§ **Text extract**:
# # # #
# 28 pointer



## owensii (Jun 18, 2007)

I have a student that claims that his brother took a 28 pointer on Wednesday night. He himself claimed to take a 16 pointer. I will try to get pictures for proof. He showed me a camera phone pic and it looked authentic. It was an amazing buck. I will keep you posted.


----------



## gunner30-06 (Nov 22, 2007)

owensii said:


> I have a student that claims that his brother took a 28 pointer on Wednesday night. He himself claimed to take a 16 pointer. I will try to get pictures for proof. He showed me a camera phone pic and it looked authentic. It was an amazing buck. I will keep you posted.


bs


----------



## stuzoo (Nov 23, 2007)

is this the buck that was shot in s.d.


----------



## GooseBusters12 (Jan 12, 2006)

If this is the same story that i have herd about then no..it was taken in NoDak. Could be wrong


----------



## bandman (Feb 13, 2006)

http://www.nodakoutdoors.com/forums/vie ... hp?t=45344


----------



## Kelly Hannan (Jan 9, 2007)

I have been waiting for a buck like that for 30 years. If I ever shoot a nice non-typical I will retire my guns and bow and take up fishing again.


----------
# # # #
§ **Data lines**:
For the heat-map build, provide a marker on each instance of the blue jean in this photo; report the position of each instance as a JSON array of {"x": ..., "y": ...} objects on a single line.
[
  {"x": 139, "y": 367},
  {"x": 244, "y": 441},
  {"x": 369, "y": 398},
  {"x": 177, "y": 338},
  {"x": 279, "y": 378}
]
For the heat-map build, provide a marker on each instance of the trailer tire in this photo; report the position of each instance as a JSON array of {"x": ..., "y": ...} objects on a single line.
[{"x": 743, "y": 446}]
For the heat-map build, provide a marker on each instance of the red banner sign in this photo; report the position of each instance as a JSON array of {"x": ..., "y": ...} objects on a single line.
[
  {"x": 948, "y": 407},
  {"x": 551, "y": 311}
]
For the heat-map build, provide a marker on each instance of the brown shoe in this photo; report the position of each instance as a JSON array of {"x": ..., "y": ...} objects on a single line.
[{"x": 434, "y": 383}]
# # # #
§ **Directives**:
A. Duplicate the part of the 28 pointer thread between "## owensii (Jun" and "(Nov 22, 2007)", inclusive.
B. List every username that heads a post in the 28 pointer thread.
C. Answer these questions from the 28 pointer thread:
(i) What size buck did the student claim to have taken himself?
(ii) Where does GooseBusters12 say the buck was taken?
(iii) For how many years has Kelly Hannan been waiting for a buck like that?
Answer using only the 28 pointer thread.

§ **Expected results**:
A.
## owensii (Jun 18, 2007)

I have a student that claims that his brother took a 28 pointer on Wednesday night. He himself claimed to take a 16 pointer. I will try to get pictures for proof. He showed me a camera phone pic and it looked authentic. It was an amazing buck. I will keep you posted.


----------



## gunner30-06 (Nov 22, 2007)

B.
owensii
gunner30-06
stuzoo
GooseBusters12
bandman
Kelly Hannan

C.
(i) A 16 pointer
(ii) NoDak
(iii) 30 years